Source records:

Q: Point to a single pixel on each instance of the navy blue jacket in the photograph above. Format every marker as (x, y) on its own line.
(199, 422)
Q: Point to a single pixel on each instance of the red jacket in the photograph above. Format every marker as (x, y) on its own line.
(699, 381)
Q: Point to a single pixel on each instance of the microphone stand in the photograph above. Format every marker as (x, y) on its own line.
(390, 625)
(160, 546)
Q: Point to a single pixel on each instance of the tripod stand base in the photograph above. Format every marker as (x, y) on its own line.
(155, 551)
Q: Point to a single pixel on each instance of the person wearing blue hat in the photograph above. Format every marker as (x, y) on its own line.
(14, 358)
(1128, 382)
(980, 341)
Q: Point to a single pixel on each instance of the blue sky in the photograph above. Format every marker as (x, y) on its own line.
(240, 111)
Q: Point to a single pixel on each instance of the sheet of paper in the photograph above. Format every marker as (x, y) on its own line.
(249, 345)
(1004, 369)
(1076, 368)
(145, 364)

* * *

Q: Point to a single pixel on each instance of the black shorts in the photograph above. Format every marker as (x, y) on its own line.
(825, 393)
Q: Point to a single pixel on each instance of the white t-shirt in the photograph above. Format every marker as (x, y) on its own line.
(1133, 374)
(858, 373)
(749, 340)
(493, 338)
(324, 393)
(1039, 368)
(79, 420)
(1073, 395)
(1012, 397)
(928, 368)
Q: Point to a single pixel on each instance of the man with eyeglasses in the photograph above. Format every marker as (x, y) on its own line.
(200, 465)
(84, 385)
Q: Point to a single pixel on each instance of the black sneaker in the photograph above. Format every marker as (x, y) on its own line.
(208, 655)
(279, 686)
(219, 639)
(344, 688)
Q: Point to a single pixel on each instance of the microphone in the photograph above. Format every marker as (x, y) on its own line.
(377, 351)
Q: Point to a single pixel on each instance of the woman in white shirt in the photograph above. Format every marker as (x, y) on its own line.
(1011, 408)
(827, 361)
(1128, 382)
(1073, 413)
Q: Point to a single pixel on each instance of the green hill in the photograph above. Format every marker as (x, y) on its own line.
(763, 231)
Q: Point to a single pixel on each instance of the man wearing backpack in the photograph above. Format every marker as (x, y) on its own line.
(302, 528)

---

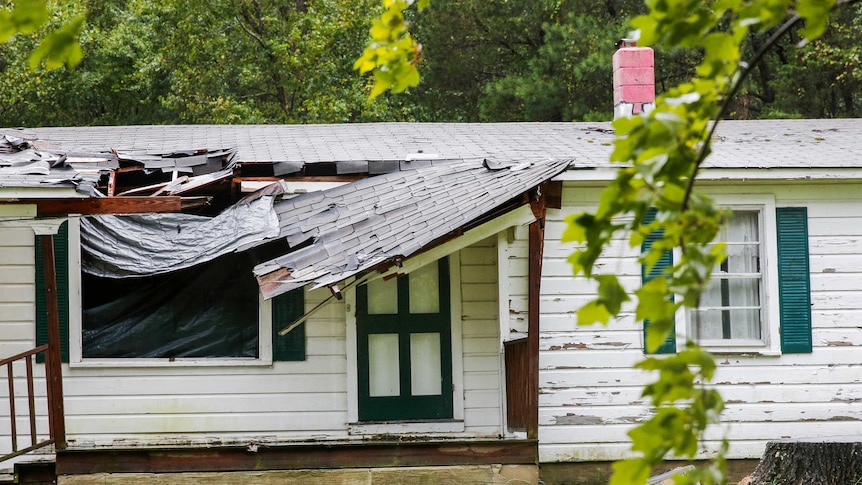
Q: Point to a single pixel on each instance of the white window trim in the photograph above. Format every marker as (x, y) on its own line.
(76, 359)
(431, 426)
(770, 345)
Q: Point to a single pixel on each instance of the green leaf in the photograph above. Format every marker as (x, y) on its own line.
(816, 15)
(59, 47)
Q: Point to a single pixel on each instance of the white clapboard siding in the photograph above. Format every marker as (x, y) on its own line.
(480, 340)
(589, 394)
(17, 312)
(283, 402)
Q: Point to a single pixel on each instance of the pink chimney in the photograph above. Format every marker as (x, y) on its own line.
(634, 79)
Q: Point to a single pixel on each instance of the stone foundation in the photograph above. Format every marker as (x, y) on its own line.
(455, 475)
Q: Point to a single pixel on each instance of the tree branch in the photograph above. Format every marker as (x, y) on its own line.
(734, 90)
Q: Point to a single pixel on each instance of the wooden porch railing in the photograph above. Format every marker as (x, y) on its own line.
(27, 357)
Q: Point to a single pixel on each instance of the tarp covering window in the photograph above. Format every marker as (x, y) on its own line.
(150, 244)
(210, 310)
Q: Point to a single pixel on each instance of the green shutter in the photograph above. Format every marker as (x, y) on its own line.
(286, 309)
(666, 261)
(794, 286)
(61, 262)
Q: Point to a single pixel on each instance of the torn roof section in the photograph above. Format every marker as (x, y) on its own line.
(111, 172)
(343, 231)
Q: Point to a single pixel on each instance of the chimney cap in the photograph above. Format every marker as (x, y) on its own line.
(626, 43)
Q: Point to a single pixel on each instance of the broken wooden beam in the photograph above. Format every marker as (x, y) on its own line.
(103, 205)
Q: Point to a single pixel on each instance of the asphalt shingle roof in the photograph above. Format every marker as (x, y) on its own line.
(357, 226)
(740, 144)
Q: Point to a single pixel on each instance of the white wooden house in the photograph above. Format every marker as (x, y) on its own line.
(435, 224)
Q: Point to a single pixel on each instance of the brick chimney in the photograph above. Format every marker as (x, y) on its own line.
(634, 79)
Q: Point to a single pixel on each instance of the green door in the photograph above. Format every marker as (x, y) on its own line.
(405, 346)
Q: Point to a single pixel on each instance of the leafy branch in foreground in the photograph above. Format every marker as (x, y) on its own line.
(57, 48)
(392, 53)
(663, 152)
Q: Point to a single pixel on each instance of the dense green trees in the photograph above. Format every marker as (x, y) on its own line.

• **WHAT YOU NEED TO DO**: Looking back over the data above, restate word for word the lines that begin at the line with "of the brick" and end at the line with "of the dense", inclusive.

• **FINAL ANSWER**:
Q: Point to a single pixel on each instance of the brick chimney in the photograph above. Format every marker as (x, y) on its own line.
(634, 79)
Q: Point to a single pixel on each instance of the green door in the photograph above. Format every marker as (x, y) on its own line.
(405, 346)
Q: Point to a single pixel on each instance of the leafy branch in foreground in the photograph above. Format every marker as (x, y) on its own line.
(57, 48)
(392, 53)
(663, 152)
Q: Point to a single pixel on each instance of the dense green trees in the photograph above. Format every marker as (x, y) on its own line.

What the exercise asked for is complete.